Recorded data:
* * *
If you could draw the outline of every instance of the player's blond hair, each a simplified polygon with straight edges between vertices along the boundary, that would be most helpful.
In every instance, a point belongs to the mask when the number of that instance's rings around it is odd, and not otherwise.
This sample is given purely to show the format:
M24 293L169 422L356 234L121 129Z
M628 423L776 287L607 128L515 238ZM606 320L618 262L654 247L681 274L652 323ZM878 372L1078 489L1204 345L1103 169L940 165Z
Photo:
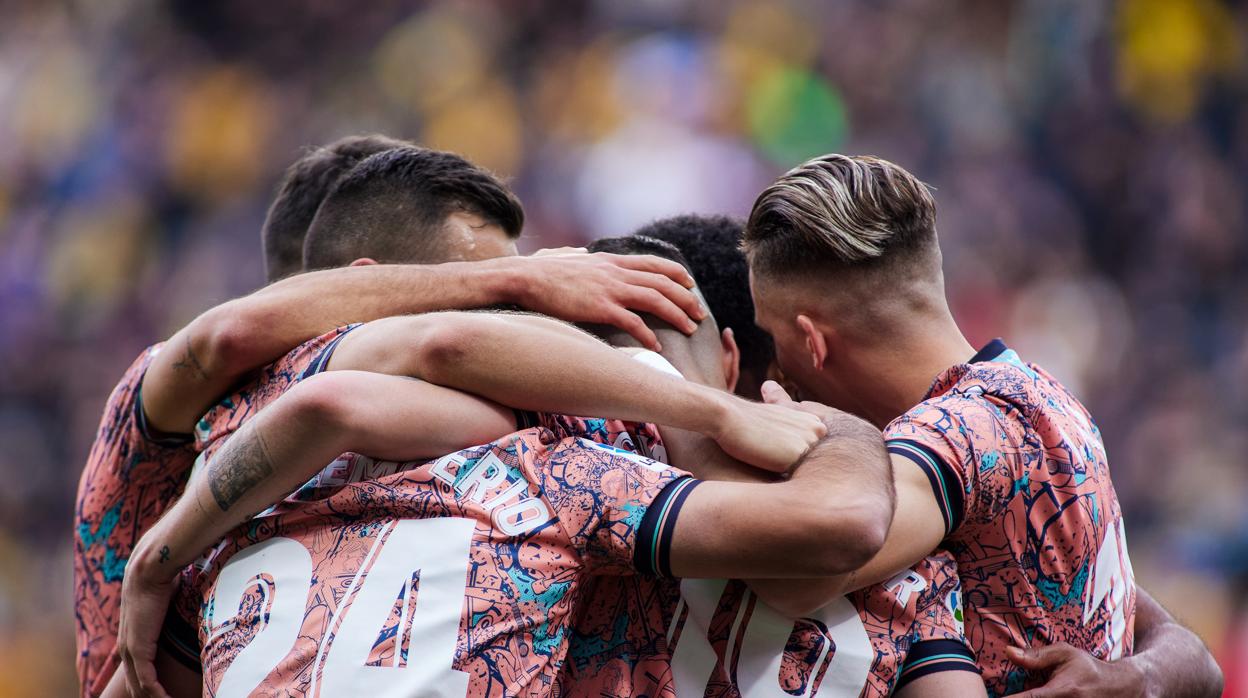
* * *
Problem statement:
Copy out each line of the records above that includes "instance".

Answer box:
If you could draw the outline of every instance of the player's blond hair, each a simplified polygon with straight edges between vertices along the boundary, that would be most helpful.
In every instance, a point belongs to the mask when the number of that instance's rings around it is odd, and not otherwise.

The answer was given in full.